**Stored items from a collection**
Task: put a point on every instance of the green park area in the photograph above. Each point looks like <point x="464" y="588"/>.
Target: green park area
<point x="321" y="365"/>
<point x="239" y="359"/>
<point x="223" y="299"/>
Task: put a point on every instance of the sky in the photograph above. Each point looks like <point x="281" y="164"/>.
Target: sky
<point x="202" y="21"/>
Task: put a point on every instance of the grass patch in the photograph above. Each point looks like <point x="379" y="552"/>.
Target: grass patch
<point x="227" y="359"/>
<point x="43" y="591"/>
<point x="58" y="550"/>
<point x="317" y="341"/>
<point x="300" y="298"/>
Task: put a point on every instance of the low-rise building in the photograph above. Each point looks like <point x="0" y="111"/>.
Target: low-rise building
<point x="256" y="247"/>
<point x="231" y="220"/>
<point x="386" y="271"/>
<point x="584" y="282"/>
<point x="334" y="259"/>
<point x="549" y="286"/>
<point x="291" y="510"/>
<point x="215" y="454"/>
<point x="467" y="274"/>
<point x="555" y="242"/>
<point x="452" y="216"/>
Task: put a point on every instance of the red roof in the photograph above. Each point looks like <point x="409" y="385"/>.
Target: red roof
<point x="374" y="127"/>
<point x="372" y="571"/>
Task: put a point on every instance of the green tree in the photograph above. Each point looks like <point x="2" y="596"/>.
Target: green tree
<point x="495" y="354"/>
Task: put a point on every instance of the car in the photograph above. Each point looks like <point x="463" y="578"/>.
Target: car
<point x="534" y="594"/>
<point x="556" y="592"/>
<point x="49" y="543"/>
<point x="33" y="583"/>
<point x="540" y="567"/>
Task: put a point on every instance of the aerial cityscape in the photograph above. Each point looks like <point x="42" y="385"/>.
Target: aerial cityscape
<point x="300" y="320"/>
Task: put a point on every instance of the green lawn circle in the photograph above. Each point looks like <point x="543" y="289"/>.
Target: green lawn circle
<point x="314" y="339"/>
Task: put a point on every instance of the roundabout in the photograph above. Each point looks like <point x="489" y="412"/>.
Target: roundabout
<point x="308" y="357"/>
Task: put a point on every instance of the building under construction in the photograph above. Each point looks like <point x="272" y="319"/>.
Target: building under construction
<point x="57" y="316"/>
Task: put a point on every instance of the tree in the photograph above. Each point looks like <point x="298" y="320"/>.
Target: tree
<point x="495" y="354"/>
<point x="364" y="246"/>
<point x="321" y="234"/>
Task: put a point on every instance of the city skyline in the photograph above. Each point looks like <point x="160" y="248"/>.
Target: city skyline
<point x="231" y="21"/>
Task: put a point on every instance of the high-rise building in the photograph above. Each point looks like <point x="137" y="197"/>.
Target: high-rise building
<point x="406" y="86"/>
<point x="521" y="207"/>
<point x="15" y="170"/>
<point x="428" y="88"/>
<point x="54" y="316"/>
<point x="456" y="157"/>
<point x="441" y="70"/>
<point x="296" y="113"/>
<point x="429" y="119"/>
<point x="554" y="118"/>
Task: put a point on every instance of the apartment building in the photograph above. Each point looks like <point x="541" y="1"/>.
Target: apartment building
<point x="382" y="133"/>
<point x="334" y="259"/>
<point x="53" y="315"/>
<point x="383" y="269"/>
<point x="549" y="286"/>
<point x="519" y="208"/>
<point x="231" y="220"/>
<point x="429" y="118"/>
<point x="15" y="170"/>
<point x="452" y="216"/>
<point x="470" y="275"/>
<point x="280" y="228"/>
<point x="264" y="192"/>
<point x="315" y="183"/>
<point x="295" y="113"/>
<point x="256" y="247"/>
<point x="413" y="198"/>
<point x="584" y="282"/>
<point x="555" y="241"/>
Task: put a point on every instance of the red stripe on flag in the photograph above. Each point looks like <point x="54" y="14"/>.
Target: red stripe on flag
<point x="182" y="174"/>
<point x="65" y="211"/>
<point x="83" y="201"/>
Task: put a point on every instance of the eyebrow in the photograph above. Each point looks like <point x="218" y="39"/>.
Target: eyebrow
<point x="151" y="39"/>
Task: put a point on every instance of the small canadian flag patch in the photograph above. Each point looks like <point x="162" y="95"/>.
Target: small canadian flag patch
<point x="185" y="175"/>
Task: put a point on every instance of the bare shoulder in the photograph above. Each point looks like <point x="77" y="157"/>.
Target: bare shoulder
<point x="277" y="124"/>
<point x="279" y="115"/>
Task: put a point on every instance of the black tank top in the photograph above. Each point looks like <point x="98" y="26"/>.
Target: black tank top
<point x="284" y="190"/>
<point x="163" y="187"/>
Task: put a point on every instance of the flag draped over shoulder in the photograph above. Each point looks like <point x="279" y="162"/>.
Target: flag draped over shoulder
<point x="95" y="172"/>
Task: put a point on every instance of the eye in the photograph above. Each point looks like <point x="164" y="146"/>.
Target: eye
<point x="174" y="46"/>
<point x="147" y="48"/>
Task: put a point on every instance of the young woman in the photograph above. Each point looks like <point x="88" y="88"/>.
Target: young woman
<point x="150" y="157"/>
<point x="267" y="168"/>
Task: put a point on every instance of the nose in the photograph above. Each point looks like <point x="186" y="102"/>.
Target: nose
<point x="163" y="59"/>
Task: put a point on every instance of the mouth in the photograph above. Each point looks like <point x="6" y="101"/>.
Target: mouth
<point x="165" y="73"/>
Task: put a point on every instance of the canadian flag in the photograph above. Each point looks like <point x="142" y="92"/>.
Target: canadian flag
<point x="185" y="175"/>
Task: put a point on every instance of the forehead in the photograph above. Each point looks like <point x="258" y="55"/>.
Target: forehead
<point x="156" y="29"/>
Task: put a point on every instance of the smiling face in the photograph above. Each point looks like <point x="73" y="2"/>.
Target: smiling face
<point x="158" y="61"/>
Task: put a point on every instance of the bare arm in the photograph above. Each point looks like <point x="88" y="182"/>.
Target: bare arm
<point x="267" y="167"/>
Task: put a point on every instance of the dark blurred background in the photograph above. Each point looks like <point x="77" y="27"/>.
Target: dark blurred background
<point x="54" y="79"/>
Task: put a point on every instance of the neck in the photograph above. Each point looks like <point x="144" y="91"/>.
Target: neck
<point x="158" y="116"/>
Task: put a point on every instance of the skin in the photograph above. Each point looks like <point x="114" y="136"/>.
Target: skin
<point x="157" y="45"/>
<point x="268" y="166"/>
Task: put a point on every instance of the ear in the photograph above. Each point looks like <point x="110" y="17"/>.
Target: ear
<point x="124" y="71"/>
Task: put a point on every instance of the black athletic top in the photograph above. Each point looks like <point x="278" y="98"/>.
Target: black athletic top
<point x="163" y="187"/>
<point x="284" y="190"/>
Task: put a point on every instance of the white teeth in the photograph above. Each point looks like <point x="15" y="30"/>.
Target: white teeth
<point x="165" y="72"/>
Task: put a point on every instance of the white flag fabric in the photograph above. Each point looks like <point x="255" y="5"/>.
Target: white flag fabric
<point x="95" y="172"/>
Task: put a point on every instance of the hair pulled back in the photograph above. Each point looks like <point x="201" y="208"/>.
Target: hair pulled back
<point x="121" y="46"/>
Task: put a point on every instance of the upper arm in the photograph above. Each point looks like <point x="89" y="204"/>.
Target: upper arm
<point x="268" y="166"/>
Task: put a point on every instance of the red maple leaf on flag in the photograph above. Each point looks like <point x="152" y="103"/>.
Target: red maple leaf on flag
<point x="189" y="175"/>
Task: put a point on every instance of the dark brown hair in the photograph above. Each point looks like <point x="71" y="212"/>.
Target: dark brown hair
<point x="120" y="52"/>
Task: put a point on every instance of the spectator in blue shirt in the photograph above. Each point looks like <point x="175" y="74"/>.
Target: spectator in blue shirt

**WHAT YOU NEED TO DO**
What you give back must be the stretch above, starting at the line with "Target: nose" and ending at the line with "Task: put a point on every instance of the canadian", copied exactly.

**RESULT FOR THIS EXERCISE**
Target: nose
<point x="163" y="59"/>
Task: put a point on every instance of the mouth in the photograph above. Each point looks like <point x="6" y="101"/>.
Target: mouth
<point x="165" y="73"/>
Task: put a point on every instance of the canadian flag in the photograph above. Each point looks like <point x="142" y="92"/>.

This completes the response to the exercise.